● THE TASK:
After finding the line that includes "Please mark the eucalyptus" in the records below, transcribe it and each line after it through the last, exactly, and add nothing.

● DATA EXTRACTS:
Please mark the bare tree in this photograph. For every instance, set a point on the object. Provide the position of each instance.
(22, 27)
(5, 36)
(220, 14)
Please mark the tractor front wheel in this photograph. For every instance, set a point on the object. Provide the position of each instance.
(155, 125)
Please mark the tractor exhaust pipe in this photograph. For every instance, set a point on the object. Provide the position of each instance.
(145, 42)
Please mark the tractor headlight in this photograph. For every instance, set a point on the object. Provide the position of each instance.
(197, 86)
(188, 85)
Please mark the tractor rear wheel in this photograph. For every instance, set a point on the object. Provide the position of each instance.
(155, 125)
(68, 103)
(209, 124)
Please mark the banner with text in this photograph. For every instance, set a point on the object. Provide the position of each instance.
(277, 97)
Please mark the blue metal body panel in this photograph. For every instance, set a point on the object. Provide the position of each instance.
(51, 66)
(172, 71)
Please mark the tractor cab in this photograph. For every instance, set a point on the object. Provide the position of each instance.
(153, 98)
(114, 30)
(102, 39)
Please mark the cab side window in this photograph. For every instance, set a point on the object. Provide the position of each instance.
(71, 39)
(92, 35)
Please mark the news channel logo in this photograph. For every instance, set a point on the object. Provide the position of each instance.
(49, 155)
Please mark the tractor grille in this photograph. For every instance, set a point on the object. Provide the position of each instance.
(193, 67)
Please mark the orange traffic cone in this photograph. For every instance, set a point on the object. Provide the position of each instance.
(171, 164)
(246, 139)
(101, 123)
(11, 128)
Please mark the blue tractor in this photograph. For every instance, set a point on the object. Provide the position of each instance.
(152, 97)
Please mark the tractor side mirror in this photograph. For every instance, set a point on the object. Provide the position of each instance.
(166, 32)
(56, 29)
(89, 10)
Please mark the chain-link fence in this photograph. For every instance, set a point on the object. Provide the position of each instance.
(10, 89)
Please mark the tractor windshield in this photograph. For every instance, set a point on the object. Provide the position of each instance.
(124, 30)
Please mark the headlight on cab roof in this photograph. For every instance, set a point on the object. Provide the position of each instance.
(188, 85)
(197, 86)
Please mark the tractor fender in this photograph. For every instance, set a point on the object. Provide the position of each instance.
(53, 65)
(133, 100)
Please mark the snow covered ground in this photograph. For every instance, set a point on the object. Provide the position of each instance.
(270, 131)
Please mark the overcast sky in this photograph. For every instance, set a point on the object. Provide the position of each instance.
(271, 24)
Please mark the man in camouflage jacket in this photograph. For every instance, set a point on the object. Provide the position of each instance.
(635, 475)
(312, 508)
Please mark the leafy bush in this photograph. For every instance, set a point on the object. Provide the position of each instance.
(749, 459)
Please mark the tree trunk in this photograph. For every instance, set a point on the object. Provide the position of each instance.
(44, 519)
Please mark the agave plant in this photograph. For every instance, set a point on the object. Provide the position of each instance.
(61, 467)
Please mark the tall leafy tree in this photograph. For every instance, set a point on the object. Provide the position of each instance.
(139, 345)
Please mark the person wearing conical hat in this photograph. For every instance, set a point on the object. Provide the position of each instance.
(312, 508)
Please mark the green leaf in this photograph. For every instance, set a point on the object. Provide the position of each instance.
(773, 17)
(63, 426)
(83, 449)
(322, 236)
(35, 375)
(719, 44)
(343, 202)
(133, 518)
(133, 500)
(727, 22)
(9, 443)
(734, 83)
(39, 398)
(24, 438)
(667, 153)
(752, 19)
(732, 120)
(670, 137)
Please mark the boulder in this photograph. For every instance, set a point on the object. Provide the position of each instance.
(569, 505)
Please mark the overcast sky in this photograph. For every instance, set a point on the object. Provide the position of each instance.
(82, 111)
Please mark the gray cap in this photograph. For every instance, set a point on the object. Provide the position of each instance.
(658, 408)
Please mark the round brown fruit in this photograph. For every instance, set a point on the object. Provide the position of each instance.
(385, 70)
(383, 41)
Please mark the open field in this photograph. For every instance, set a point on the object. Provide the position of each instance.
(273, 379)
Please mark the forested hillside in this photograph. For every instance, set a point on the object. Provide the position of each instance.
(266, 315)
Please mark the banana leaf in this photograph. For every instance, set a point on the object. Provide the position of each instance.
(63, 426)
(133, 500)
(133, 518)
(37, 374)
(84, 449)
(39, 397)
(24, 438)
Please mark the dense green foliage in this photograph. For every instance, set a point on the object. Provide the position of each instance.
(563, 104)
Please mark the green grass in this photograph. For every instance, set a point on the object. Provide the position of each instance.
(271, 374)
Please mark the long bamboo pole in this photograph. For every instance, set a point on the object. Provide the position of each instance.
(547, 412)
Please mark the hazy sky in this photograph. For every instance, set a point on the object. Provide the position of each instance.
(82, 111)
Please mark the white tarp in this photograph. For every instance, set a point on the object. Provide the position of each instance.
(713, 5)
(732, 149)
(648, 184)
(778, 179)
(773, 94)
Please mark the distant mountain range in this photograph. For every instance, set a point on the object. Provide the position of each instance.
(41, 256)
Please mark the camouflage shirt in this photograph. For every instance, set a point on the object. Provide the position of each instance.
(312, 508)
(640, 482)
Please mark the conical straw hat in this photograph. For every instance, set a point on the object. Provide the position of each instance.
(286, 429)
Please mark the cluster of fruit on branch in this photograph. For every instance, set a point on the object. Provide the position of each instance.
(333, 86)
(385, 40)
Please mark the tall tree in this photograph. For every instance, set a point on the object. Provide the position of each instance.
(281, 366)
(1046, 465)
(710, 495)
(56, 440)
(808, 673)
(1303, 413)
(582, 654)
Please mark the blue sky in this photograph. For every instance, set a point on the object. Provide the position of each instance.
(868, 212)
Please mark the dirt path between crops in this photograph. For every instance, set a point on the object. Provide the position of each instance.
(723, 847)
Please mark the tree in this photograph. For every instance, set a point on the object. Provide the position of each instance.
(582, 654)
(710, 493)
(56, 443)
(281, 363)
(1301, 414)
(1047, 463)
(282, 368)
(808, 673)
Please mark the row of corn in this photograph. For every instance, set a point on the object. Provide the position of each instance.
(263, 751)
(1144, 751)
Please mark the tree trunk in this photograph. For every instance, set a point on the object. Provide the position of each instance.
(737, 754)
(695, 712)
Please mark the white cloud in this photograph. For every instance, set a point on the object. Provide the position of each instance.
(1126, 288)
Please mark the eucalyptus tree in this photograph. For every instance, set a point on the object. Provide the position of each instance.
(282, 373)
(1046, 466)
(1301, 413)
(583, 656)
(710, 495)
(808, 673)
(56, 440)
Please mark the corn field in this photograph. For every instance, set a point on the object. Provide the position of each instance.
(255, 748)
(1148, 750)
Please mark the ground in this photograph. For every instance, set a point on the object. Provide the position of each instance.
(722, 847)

● RESPONSE TO THIS TASK:
Please mark the eucalyptus tree in this photograph. For every instance, set a point on the object. Provide the position of each instance.
(282, 373)
(1046, 466)
(1301, 413)
(583, 656)
(710, 495)
(808, 673)
(56, 440)
Please mark the corn field in this photograph. For every instance, set a point on the object. Provide the position of each instance.
(255, 748)
(1148, 750)
Please mark the ground in this photograph. For every instance, set a point on the object. Provide the position of each instance.
(722, 847)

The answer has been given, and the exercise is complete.